Records for this task
-------------------------
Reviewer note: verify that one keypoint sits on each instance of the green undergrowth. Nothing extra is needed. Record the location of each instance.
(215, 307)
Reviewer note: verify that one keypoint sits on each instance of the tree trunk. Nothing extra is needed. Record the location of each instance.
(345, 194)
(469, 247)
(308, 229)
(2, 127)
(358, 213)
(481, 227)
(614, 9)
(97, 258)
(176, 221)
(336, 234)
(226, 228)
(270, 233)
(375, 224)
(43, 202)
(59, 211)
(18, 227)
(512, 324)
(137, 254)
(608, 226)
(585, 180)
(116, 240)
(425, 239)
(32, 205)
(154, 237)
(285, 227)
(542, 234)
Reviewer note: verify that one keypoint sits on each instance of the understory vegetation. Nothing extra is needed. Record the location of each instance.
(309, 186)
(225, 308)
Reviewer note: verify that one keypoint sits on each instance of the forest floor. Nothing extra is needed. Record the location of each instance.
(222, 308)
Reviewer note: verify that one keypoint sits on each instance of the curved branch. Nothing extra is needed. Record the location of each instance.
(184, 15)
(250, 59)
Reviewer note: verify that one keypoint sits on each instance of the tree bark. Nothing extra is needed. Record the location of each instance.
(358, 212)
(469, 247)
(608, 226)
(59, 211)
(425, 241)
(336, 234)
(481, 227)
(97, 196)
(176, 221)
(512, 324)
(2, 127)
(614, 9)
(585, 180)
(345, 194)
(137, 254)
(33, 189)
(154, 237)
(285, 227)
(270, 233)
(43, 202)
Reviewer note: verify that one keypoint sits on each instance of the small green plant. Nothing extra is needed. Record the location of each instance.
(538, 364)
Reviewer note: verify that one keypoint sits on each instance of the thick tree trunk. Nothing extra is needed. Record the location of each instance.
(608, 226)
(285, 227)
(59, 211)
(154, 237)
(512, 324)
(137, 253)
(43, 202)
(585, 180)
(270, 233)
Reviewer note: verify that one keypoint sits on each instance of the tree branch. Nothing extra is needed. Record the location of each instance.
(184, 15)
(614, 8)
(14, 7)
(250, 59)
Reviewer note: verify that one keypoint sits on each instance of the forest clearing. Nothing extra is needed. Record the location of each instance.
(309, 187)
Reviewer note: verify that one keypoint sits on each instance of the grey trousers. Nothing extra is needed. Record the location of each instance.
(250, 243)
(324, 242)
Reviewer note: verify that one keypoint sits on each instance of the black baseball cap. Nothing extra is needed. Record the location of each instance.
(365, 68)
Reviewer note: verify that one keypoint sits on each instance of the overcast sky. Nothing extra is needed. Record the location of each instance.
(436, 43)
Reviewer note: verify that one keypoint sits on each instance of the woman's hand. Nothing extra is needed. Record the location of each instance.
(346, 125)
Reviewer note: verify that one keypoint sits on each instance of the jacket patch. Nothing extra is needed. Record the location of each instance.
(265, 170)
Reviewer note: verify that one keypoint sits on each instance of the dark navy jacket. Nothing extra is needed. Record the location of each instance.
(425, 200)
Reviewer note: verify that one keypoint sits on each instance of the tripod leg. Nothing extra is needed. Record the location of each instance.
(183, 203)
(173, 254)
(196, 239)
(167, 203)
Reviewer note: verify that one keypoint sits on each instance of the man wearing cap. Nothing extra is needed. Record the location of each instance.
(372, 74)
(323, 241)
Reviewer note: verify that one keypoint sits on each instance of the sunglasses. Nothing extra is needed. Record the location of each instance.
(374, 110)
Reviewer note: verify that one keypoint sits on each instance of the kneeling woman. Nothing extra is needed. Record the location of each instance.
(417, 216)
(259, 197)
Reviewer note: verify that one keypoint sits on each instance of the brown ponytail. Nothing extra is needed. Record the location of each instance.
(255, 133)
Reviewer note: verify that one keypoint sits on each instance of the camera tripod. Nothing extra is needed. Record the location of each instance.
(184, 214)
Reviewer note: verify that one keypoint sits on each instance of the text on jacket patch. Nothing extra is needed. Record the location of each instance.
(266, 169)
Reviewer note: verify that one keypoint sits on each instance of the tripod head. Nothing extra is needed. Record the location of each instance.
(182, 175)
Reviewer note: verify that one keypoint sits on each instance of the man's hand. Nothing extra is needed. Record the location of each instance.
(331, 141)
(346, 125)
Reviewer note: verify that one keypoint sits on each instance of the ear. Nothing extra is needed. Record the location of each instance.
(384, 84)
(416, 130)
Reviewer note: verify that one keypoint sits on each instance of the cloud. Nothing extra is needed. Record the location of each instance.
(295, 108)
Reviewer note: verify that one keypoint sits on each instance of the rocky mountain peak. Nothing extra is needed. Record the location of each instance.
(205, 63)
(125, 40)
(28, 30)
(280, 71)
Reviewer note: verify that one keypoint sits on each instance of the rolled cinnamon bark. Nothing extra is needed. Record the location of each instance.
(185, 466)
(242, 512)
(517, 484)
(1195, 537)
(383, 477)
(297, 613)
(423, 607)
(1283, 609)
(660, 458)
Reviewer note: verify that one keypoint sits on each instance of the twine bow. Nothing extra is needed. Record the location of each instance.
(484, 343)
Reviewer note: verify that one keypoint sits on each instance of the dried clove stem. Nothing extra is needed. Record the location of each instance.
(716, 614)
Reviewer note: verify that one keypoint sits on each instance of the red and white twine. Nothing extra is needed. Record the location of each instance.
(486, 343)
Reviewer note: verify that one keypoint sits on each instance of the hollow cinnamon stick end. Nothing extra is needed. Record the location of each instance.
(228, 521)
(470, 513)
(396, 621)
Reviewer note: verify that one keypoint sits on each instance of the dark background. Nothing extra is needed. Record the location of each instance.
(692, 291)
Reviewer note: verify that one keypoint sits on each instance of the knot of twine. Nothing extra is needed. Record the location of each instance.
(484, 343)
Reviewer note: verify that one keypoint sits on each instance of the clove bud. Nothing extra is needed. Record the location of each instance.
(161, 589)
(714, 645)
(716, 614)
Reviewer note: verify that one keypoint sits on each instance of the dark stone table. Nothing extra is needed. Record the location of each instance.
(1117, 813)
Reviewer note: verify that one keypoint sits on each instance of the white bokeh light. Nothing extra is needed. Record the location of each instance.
-------------------------
Problem description
Restate the data word for word.

Result of this task
Reviewer note: verify that one keypoint sits on each instance of the green undergrowth. Nothing extra is needed. Record the location of each instance.
(215, 307)
Reviewer note: verify that one keypoint sits on each instance of the tree trunk. Nothing extra is needed. Record the location of each instance.
(345, 194)
(469, 247)
(308, 229)
(2, 127)
(358, 213)
(481, 227)
(614, 9)
(97, 258)
(176, 221)
(336, 234)
(226, 228)
(270, 233)
(375, 224)
(43, 202)
(59, 211)
(18, 227)
(512, 324)
(137, 254)
(608, 226)
(585, 180)
(116, 240)
(425, 239)
(32, 205)
(154, 237)
(285, 227)
(542, 234)
Reviewer note: verify that one keypoint sits on each instance of the understory vegetation. Nothing extra is needed. Record the location of each instance.
(309, 186)
(225, 308)
Reviewer note: verify that one keypoint sits on each instance of the forest floor. Nothing extra is needed. Record the location of each instance.
(222, 308)
Reviewer note: verify that one keypoint sits on each instance of the curved branch. Nothing extra is needed. Record the location of each instance.
(184, 15)
(250, 59)
Reviewer note: verify that one keypoint sits on each instance of the tree bark. Nothing extra is needed. Record the location of each instance.
(358, 212)
(469, 247)
(608, 226)
(59, 211)
(425, 241)
(336, 234)
(481, 227)
(97, 196)
(176, 221)
(512, 324)
(2, 127)
(614, 9)
(585, 180)
(345, 194)
(137, 254)
(33, 189)
(154, 237)
(285, 227)
(270, 233)
(43, 202)
Reviewer note: verify that one keypoint sits on each instance of the small green plant. Nothing extra is needed. Record the location of each instance.
(538, 364)
Reviewer note: verify that one keypoint sits on each instance of the thick tree trunk. Nothing extra is needed. Record the location of each instance.
(608, 226)
(285, 227)
(59, 211)
(154, 237)
(512, 324)
(137, 253)
(43, 202)
(585, 180)
(270, 233)
Reviewer note: verify that one keypoint sits on each instance of the tree branch. Nothing extra is needed. Record the location of each instance.
(184, 15)
(614, 8)
(14, 7)
(250, 59)
Reviewer note: verify that one keypoint sits on each instance of the forest clearing. Nothing extra is needed. Record the location of each instance.
(309, 187)
Reviewer note: verify that one keypoint sits on each instance of the grey trousers. Nothing extra is needed. Record the location of each instance.
(250, 243)
(324, 242)
Reviewer note: verify that one keypoint sits on each instance of the black baseball cap. Nothing extra is needed. Record the location of each instance.
(365, 68)
Reviewer note: verify that one keypoint sits on each instance of the overcast sky. Nothing extra is needed. Record the location of each instance.
(436, 43)
Reviewer note: verify that one keypoint sits on each instance of the woman's hand. Nothing extra is needed. Record the location of each instance.
(346, 125)
Reviewer note: verify that one keypoint sits on each instance of the jacket patch. Nothing extra is needed. Record the location of each instance.
(265, 170)
Reviewer note: verify that one keypoint sits on each instance of the dark navy jacket. Nothing extra is needed. Record the location of each instance.
(425, 200)
Reviewer note: verify that one keypoint sits on each instance of the tripod leg. Nothing extra is needed. Record the location of each instance.
(183, 203)
(173, 254)
(196, 239)
(167, 203)
Reviewer note: verify that one keypoint sits on each instance of the man wearing cap. Nothing extra is needed. Record the location of each instance.
(372, 74)
(323, 241)
Reviewer note: verify that one keypoint sits on each instance of the sunglasses. Nothing extra is needed. Record the location of each instance.
(374, 110)
Reviewer note: verify that one keypoint sits on each instance of the kneeling woman. Nothing extra is needed. Record the location of each instance.
(417, 216)
(259, 197)
Reviewer note: verify that one keypoint sits on each instance of the brown ponytail. Nothing extra is needed. Record the location of each instance.
(255, 133)
Reviewer note: verify that one keypoint sits on each instance of the camera tripod. Nothing extra is needed. Record the location of each instance.
(184, 214)
Reviewer note: verify that one keypoint sits on each instance of the text on jacket patch. Nothing extra is needed. Record the location of each instance.
(266, 169)
Reviewer note: verify that one keypoint sits on each instance of the tripod head. Nothing extra is needed. Record the location of each instance.
(182, 175)
Reviewer note: verify that one keypoint sits on each instance of the man's hand. Nothing extra is needed. Record the location of each instance.
(331, 141)
(346, 125)
Reviewer note: verify that one keypoint sits on each instance of the ear. Nothing extra is needed. Record the location of each instance.
(384, 84)
(416, 130)
Reviewer note: verify that one keypoint sits on each instance of the cloud. Nothing extra is needed. Record the location of each instance.
(295, 108)
Reviewer note: verify that one keypoint sits on each instance of the rocky mountain peak. Nothing extra is needed. Record the location of each instance.
(205, 63)
(125, 40)
(28, 30)
(280, 71)
Reviewer note: verify that one keypoint sits on each instance of the rolled cinnamon bark. Nothing extra is needed. Record the location of each instance.
(185, 466)
(242, 512)
(517, 484)
(1195, 537)
(383, 477)
(297, 613)
(423, 607)
(1283, 609)
(660, 458)
Reviewer note: verify that one keypoint sits on each instance of the twine bow. Nothing extra is needed. Record the location of each instance.
(484, 343)
Reviewer note: verify that one keypoint sits on each instance of the dried clove stem. Nothing extra is needed. Record the location of each instance.
(716, 614)
Reviewer note: verify that one keypoint sits on each instance of the red and white twine. Nothing extra is needed. Record the location of each instance.
(486, 343)
Reviewer note: verify that one keypoint sits on each instance of the hollow cinnamon stick end. Nothing extra is needed. Record the location of each instance.
(228, 521)
(470, 513)
(396, 621)
Reviewer note: verify that one keypoint sits on each instance of the dark background. Nothing extra is needed. Record the location of each instance.
(692, 291)
Reviewer note: verify that one keypoint sits on each instance of the knot of twine. Nothing extra is needed. Record the location of each instance.
(484, 343)
Reviewer note: verify that one keypoint sits on each instance of the clove bud. Nothing extra is needed. Record the location of each instance.
(161, 589)
(714, 645)
(716, 614)
Reviewer note: verify that one keypoint sits on each instance of the dark stone table. Nothing extra is needed. Record the location of each instance.
(1117, 813)
Reviewer note: verify that one keypoint sits on each instance of the white bokeh light. Nothing extra is needed. Record the location of each instance.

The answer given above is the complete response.